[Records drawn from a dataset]
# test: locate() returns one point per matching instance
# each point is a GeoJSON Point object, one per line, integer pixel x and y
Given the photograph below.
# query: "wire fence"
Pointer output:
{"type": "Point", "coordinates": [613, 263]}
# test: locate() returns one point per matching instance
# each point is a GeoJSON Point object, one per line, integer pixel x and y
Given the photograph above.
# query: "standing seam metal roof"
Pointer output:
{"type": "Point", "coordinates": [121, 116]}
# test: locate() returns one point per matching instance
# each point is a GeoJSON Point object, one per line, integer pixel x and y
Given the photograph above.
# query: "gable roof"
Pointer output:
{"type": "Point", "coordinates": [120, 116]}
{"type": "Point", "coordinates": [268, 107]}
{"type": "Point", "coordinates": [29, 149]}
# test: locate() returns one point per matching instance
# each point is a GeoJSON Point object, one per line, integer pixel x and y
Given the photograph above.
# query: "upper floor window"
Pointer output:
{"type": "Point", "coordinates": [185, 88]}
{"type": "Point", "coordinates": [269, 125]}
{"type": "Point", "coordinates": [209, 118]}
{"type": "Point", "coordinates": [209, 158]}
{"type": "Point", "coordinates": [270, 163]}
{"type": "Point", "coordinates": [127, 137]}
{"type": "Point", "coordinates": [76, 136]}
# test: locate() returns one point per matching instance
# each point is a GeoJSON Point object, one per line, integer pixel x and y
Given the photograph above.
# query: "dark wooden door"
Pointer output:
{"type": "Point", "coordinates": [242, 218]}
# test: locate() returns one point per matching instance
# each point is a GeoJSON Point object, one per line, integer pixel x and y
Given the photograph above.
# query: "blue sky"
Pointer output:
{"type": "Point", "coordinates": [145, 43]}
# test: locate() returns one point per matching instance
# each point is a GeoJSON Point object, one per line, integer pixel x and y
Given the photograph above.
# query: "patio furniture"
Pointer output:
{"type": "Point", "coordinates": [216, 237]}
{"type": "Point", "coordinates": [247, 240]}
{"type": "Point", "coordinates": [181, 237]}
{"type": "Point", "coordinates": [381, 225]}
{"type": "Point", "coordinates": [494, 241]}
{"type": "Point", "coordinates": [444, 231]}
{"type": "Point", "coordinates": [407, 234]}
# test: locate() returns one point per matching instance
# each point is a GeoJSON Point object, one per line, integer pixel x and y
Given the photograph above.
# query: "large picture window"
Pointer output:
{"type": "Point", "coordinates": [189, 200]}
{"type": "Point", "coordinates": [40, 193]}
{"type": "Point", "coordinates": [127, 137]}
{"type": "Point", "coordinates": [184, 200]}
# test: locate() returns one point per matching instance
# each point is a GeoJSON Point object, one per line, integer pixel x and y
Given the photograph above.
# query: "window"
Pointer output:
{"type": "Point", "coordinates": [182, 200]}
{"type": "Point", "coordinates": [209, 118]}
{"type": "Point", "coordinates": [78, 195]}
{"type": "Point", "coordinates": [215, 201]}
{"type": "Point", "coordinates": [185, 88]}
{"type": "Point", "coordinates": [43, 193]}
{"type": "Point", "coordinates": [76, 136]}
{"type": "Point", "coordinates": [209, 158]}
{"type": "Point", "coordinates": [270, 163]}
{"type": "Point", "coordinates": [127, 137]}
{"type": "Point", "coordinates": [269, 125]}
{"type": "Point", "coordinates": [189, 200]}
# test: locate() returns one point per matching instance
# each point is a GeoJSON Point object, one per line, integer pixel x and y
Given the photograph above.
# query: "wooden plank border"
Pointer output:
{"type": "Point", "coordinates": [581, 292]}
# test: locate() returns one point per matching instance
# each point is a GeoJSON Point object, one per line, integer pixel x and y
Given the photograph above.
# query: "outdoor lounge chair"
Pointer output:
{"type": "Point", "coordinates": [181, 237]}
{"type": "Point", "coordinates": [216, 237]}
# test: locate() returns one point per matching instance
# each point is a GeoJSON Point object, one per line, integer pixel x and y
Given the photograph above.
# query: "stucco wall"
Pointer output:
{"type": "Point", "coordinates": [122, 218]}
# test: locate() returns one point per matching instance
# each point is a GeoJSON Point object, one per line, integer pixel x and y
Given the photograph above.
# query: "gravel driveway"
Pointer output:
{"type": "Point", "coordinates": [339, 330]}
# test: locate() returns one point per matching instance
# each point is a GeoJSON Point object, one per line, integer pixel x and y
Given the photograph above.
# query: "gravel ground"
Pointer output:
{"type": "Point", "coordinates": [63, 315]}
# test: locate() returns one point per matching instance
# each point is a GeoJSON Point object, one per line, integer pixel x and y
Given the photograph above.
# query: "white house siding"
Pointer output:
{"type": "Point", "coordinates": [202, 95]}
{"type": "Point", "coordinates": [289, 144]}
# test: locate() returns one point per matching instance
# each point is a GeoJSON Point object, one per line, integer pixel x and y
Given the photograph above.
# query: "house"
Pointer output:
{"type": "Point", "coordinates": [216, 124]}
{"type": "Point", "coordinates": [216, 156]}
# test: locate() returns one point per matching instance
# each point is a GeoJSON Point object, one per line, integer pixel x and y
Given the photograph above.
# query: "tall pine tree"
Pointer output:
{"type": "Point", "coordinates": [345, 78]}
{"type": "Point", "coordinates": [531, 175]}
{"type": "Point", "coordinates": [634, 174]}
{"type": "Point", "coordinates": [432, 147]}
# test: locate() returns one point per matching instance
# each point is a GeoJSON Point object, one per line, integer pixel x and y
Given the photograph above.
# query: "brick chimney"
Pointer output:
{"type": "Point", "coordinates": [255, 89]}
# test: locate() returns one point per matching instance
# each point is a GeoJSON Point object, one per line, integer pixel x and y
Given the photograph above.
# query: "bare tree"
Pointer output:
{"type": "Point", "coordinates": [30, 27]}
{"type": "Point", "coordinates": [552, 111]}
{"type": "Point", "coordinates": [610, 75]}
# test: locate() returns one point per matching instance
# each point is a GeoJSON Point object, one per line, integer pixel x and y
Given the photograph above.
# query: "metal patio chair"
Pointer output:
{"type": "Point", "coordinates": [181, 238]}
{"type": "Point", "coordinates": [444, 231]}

What the task asks: All of the data above must be repeated exactly.

Task response:
# test: locate() returns one point per matching instance
# each point is a GeoJSON Point object, one per line, integer pixel x and y
Given the photograph below.
# query: "wire fence"
Pointer output:
{"type": "Point", "coordinates": [613, 263]}
# test: locate() returns one point per matching instance
# each point is a GeoJSON Point object, one per line, integer pixel x and y
Given the photograph above.
# query: "standing seam metal roof"
Pointer output:
{"type": "Point", "coordinates": [121, 116]}
# test: locate() returns one point per matching instance
# each point is a GeoJSON Point object, one per line, integer pixel x and y
Given the photograph above.
# query: "gable roof"
Pointer output:
{"type": "Point", "coordinates": [120, 116]}
{"type": "Point", "coordinates": [268, 107]}
{"type": "Point", "coordinates": [29, 149]}
# test: locate() returns one point per matching instance
# each point is a GeoJSON Point object, one per line, integer pixel x and y
Given the photograph above.
# query: "upper floor window"
Pointer output:
{"type": "Point", "coordinates": [185, 88]}
{"type": "Point", "coordinates": [269, 125]}
{"type": "Point", "coordinates": [209, 118]}
{"type": "Point", "coordinates": [209, 158]}
{"type": "Point", "coordinates": [270, 163]}
{"type": "Point", "coordinates": [127, 137]}
{"type": "Point", "coordinates": [76, 136]}
# test: locate() returns one point per matching instance
# each point is a GeoJSON Point object, one per line, integer pixel x and y
Given the photograph above.
# query: "dark wooden door"
Pointer output:
{"type": "Point", "coordinates": [242, 218]}
# test: locate() returns one point per matching instance
# each point is a GeoJSON Point object, one per line, integer pixel x and y
Given the photograph above.
# query: "blue sky"
Pointer output:
{"type": "Point", "coordinates": [145, 43]}
# test: locate() returns one point per matching instance
# each point is a GeoJSON Point object, one per line, integer pixel x and y
Given the photograph above.
# query: "patio furniture"
Pointer output:
{"type": "Point", "coordinates": [216, 237]}
{"type": "Point", "coordinates": [247, 240]}
{"type": "Point", "coordinates": [181, 237]}
{"type": "Point", "coordinates": [381, 225]}
{"type": "Point", "coordinates": [494, 241]}
{"type": "Point", "coordinates": [444, 231]}
{"type": "Point", "coordinates": [407, 234]}
# test: locate() returns one point per matching instance
# each point is a GeoJSON Point object, one per line, integer pixel x and y
Given the photograph above.
# query: "large picture window"
Pointer output:
{"type": "Point", "coordinates": [189, 200]}
{"type": "Point", "coordinates": [40, 193]}
{"type": "Point", "coordinates": [127, 137]}
{"type": "Point", "coordinates": [184, 200]}
# test: locate() returns one point per matching instance
# each point is a GeoJSON Point object, one per line, integer pixel x and y
Given the photograph above.
# query: "window"
Pointer output:
{"type": "Point", "coordinates": [182, 200]}
{"type": "Point", "coordinates": [209, 118]}
{"type": "Point", "coordinates": [78, 195]}
{"type": "Point", "coordinates": [215, 201]}
{"type": "Point", "coordinates": [185, 88]}
{"type": "Point", "coordinates": [43, 193]}
{"type": "Point", "coordinates": [76, 136]}
{"type": "Point", "coordinates": [209, 158]}
{"type": "Point", "coordinates": [270, 163]}
{"type": "Point", "coordinates": [127, 137]}
{"type": "Point", "coordinates": [269, 125]}
{"type": "Point", "coordinates": [189, 200]}
# test: locate() returns one point per matching instance
# each point is a GeoJSON Point object, one per line, integer pixel x and y
Given the photograph above.
# query: "wooden plank border"
Pointer output:
{"type": "Point", "coordinates": [581, 292]}
# test: locate() returns one point per matching instance
# each point is a GeoJSON Point object, one per line, integer pixel x and y
Given the photograph above.
# query: "outdoor lounge chair"
Pointer output:
{"type": "Point", "coordinates": [181, 237]}
{"type": "Point", "coordinates": [216, 237]}
# test: locate() returns one point per matching instance
# each point is a GeoJSON Point object, one per line, integer pixel x and y
Given the photograph above.
# query: "stucco wall"
Pointer output:
{"type": "Point", "coordinates": [122, 218]}
# test: locate() returns one point per matching instance
# each point is a GeoJSON Point object, one per line, integer pixel x and y
Given the photograph above.
# query: "gravel driveway"
Pointer output:
{"type": "Point", "coordinates": [339, 330]}
# test: locate() returns one point per matching instance
# each point is a GeoJSON Point object, one per line, integer pixel x and y
Given the photograph above.
# query: "gravel ground"
Pointer output:
{"type": "Point", "coordinates": [63, 315]}
# test: locate() returns one point per matching instance
# each point is a GeoJSON Point object, one per line, integer pixel x and y
Given the photograph above.
# query: "white house siding"
Pointer output:
{"type": "Point", "coordinates": [202, 95]}
{"type": "Point", "coordinates": [289, 144]}
# test: locate() returns one point per matching instance
# each point is a GeoJSON Point object, one per line, integer pixel x and y
Given the photograph above.
# query: "house"
Pointer output:
{"type": "Point", "coordinates": [216, 124]}
{"type": "Point", "coordinates": [216, 156]}
# test: locate() returns one point per matching instance
# each point is a GeoJSON Point object, one per line, integer pixel x and y
Given the photograph above.
# query: "tall pine tree"
Pointer output:
{"type": "Point", "coordinates": [345, 78]}
{"type": "Point", "coordinates": [531, 175]}
{"type": "Point", "coordinates": [634, 174]}
{"type": "Point", "coordinates": [432, 147]}
# test: locate() returns one point per matching instance
# each point is a GeoJSON Point object, one per line, integer pixel x and y
Given the photograph above.
# query: "brick chimney"
Pointer output:
{"type": "Point", "coordinates": [255, 89]}
# test: locate() returns one point per matching instance
# each point is a GeoJSON Point object, one per line, integer pixel x and y
Given the photograph above.
# query: "bare tree"
Pointer output:
{"type": "Point", "coordinates": [30, 27]}
{"type": "Point", "coordinates": [552, 111]}
{"type": "Point", "coordinates": [610, 75]}
# test: locate() returns one point per matching instance
# each point is a GeoJSON Point object, one per line, integer pixel x and y
Given the photograph above.
# query: "metal patio chair"
Pointer output:
{"type": "Point", "coordinates": [181, 238]}
{"type": "Point", "coordinates": [444, 231]}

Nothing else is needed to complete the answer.